# Your goal
Reproduce the following data line for line, without changing anything.

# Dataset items
========================

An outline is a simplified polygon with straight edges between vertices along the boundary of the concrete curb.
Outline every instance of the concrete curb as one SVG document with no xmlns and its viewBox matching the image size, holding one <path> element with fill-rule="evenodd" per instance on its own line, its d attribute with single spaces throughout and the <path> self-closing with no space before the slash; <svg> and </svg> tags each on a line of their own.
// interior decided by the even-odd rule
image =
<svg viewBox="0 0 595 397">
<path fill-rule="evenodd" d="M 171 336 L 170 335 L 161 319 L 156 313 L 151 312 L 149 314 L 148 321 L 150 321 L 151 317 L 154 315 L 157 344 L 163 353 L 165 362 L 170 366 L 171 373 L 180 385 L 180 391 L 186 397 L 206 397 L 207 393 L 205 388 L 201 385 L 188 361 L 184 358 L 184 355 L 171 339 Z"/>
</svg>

========================

# Solution for this exercise
An outline is a simplified polygon with straight edges between vertices along the boundary of the concrete curb.
Outline every instance of the concrete curb as one SVG document with no xmlns and its viewBox matching the image size, holding one <path> element with fill-rule="evenodd" per instance on its own line, its d attribute with single spaces throughout and the <path> self-closing with no space before the slash; <svg> and </svg> tags each on a line of their own.
// interior decided by the even-odd rule
image =
<svg viewBox="0 0 595 397">
<path fill-rule="evenodd" d="M 171 336 L 170 335 L 161 319 L 156 313 L 151 312 L 149 314 L 148 321 L 150 321 L 151 317 L 154 315 L 157 344 L 163 353 L 165 362 L 170 366 L 171 373 L 180 385 L 180 391 L 186 397 L 206 397 L 207 393 L 205 388 L 201 385 L 188 361 L 184 358 L 184 355 L 171 339 Z"/>
</svg>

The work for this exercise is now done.